# Exercise objective:
According to the passage below on retirement and retrenchment, why should the terms "retirement" and "retrenchment" no longer be used, and how should the problem be thought of instead?

# Excerpt provided:
— begin —

“We are starting to see the power of a co-creation framework with both clients and with digital innovators in which we consider the question: What if, instead of us creating products for our clients, we co-created and collaborated with them as to what products and services they needed?”
In response to what they believed were the most significant “pain points” in the employment journey for both employees and employers, the answer was almost unanimous:
- the risk of retrenchment; and
- the reality of retirement…before you are ready
Based on this, the obvious question was what should the retirement industry be doing more effectively if we are going to address these pain points? The answer looks like nothing that currently exists, yet seems intuitively obvious.
The first step is to change the narrative so that we think differently about the problem we are trying to solve. This may seem like an unusual starting point but it was fundamental to making sure that we all started to think differently. Let’s stop using the terms “retirement” and “retrenchment”. Both those terms seemed to suggest something terminal. If we were going to be effective in guiding employees through these transitions so that they could go on to be ready, resilient and resourced, we need everyone to think of the problem as simply solving for that period of a person’s life where they would no longer have the underpinning of an employer. Once we make that mind shift, the solutions we contemplate become, by necessity, far broader.

— end —

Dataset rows
— begin —

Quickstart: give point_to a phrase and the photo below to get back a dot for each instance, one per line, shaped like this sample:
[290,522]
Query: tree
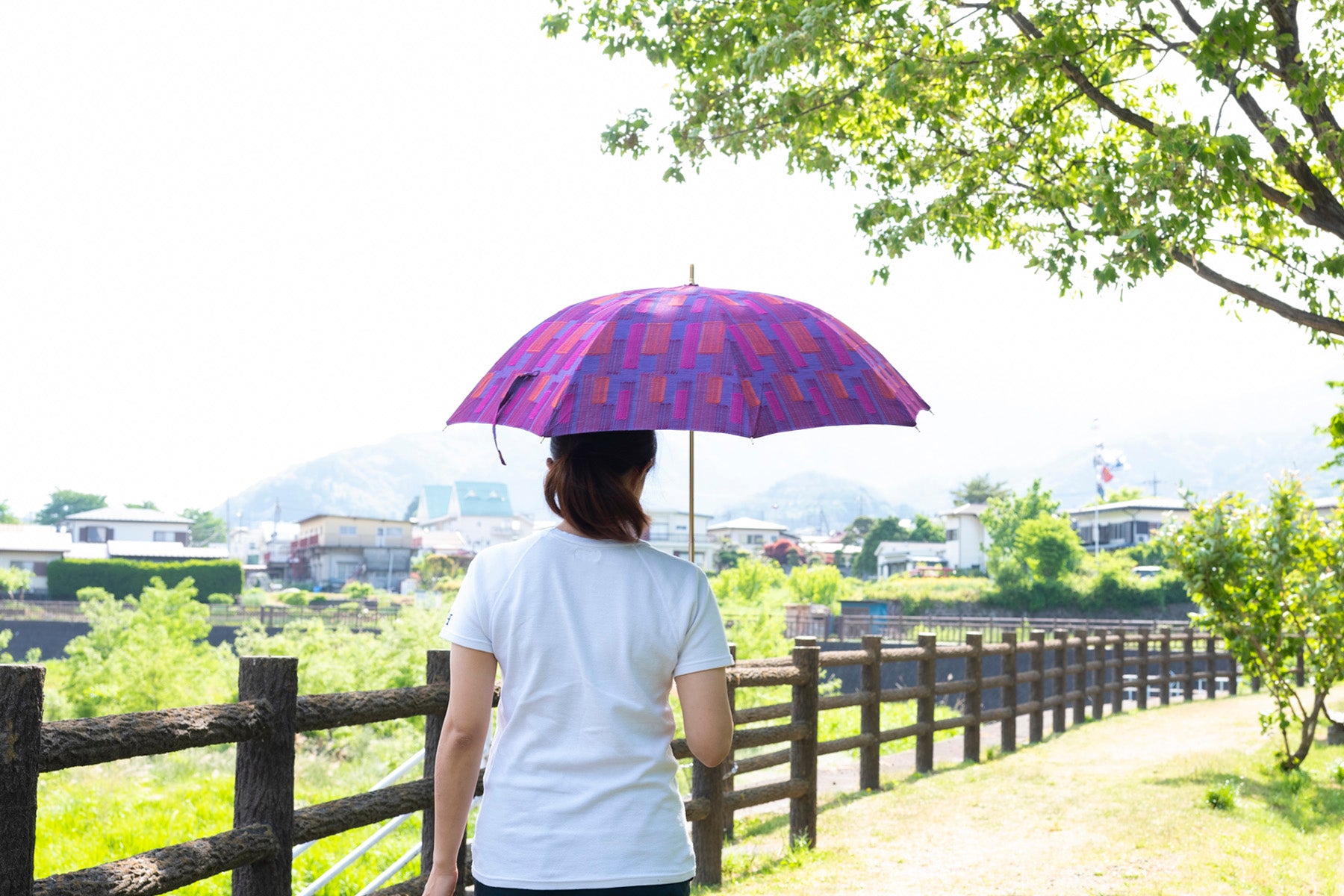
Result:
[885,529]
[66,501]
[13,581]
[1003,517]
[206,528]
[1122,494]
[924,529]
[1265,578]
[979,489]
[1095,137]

— end —
— begin —

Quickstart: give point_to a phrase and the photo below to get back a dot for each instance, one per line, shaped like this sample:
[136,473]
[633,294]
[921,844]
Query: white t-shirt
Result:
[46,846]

— end —
— begin —

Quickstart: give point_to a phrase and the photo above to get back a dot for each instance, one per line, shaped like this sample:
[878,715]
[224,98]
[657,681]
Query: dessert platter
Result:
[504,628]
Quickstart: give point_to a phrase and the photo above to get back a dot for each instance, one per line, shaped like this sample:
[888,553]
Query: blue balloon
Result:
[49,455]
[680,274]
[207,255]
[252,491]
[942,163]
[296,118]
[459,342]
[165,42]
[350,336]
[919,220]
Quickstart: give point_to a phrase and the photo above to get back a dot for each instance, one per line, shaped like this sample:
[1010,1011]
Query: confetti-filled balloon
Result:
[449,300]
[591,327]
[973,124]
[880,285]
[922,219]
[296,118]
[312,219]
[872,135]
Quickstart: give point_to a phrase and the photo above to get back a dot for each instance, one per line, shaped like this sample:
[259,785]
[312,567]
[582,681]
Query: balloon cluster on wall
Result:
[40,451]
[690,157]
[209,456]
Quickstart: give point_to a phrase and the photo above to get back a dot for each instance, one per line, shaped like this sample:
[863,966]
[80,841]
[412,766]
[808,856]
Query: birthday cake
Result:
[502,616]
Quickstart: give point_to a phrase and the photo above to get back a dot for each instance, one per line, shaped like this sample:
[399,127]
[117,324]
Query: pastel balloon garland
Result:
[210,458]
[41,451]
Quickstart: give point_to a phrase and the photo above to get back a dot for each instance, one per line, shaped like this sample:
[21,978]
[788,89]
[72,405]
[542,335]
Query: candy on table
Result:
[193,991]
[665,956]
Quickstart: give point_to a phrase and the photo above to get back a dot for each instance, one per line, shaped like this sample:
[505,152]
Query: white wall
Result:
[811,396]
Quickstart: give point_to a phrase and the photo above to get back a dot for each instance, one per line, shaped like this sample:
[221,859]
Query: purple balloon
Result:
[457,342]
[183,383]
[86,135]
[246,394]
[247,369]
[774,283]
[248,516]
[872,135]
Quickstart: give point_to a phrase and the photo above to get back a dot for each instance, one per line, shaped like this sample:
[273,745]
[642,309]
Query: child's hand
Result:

— end —

# Exercise output:
Both terms seemed to suggest something terminal. The problem should instead be thought of as solving for the period of a person's life when they no longer have the underpinning of an employer, a shift that makes the solutions considered far broader.